(Data records)

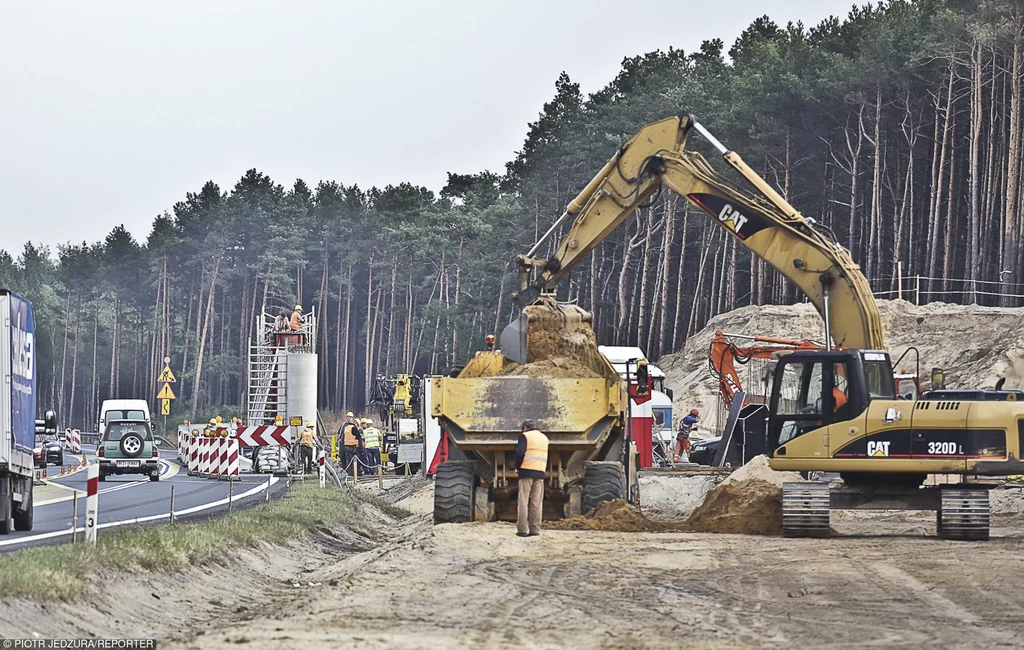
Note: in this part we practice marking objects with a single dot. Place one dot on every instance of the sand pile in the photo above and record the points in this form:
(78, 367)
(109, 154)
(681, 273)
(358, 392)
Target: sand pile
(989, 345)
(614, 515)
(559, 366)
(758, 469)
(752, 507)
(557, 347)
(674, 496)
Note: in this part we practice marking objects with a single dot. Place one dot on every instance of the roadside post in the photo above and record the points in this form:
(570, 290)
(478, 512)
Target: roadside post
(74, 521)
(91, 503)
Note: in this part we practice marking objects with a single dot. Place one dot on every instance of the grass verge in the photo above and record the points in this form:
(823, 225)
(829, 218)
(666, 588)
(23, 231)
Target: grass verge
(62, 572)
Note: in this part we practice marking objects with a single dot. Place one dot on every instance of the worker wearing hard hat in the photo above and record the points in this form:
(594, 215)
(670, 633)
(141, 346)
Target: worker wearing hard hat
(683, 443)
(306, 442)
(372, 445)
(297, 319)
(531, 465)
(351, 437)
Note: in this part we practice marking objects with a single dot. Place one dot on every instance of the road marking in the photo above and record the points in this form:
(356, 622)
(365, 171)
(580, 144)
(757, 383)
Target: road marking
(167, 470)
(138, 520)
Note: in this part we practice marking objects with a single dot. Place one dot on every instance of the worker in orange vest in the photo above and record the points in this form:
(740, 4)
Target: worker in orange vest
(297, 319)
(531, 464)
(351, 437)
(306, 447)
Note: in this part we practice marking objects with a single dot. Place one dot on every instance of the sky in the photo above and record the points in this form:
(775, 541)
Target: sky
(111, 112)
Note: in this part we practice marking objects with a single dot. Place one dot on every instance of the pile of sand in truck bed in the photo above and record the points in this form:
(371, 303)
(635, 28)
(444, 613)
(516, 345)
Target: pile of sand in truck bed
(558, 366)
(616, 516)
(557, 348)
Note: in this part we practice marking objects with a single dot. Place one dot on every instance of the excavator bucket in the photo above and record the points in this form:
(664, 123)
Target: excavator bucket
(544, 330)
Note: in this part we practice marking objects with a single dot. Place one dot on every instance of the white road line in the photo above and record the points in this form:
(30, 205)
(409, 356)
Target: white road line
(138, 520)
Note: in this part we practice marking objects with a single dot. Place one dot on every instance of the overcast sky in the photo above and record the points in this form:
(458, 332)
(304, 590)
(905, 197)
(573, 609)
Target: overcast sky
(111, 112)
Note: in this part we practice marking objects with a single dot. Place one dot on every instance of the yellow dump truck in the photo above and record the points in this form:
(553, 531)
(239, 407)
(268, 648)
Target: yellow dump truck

### WHAT IS BEING ASKED
Omit every image. Quote each record exactly.

### RESPONSE AREA
Note: in this part we practice marking objects with a single dot. Place one dot on every instance of the sand pile in the photo above and record the points in this form:
(78, 367)
(109, 154)
(681, 273)
(358, 392)
Target: sand pile
(989, 345)
(614, 515)
(559, 366)
(758, 469)
(752, 507)
(557, 347)
(674, 496)
Note: in this part we practice marking objects with a single dot. Place one dot on every instance of the roadside post in the photo above and record the points in this form:
(570, 290)
(478, 512)
Target: roadside post
(74, 521)
(91, 503)
Note: in this part we practice marking objects with a single dot. Place one dot on every instance of the grass verge in the photo above and record the points in this form:
(823, 225)
(829, 218)
(666, 588)
(23, 231)
Target: grass verge
(62, 572)
Note: in this part we practice marking objects with a single dot. Place one dot on every instance of the worker wearing hard hat in the photo above and record the points in this form:
(594, 215)
(670, 633)
(141, 346)
Target: worker wearing hard hat
(683, 443)
(306, 442)
(372, 445)
(297, 319)
(531, 465)
(351, 437)
Note: in this part we practice marking objects with a single dot. Place one dot on every instance of the road marking in the photo above and record the points in this form:
(356, 622)
(365, 171)
(580, 144)
(757, 383)
Target: road marking
(167, 470)
(138, 520)
Note: in this part we practice marking objects with a single dot. Place one dot on every instance of the worker in orange vest in the photo above and record the points in this form:
(740, 4)
Target: worker in orange vest
(297, 319)
(531, 464)
(351, 437)
(306, 447)
Note: in this part we practice marking objects with a single dot. Place one dot on every instance of the sky in the photo above and record the points in this form:
(775, 541)
Target: sky
(111, 112)
Note: in this part we practice marking objects with a single dot. Place one dot on every instance of the pile of sand in truck bed in the photo above and record the points in this form:
(371, 303)
(635, 28)
(444, 613)
(516, 345)
Target: pile of sand in truck bed
(558, 366)
(616, 516)
(557, 348)
Note: in this part we practice marking objects with a single dot. Place one dot on every instance of the excavator bucket in the photo above and record the points in this form:
(664, 123)
Target: excavator bucket
(544, 330)
Note: in this part we practice marking objects with a single dot. Place one dot on every instance of the white road line in the photo above and record the points in this form:
(30, 205)
(409, 356)
Target: white road line
(138, 520)
Note: in this part we practice marking objects with a single dot. Place one dot on every instance of the overcast sky in the photo above and record the points in this form:
(458, 332)
(304, 590)
(905, 197)
(573, 609)
Target: overcast sky
(111, 112)
Note: in this part we practice marking objects with a single dot. Place one dot on every instance of the yellow dump truck in the photo above and record the points in this form:
(553, 531)
(239, 407)
(268, 648)
Target: yellow dump truck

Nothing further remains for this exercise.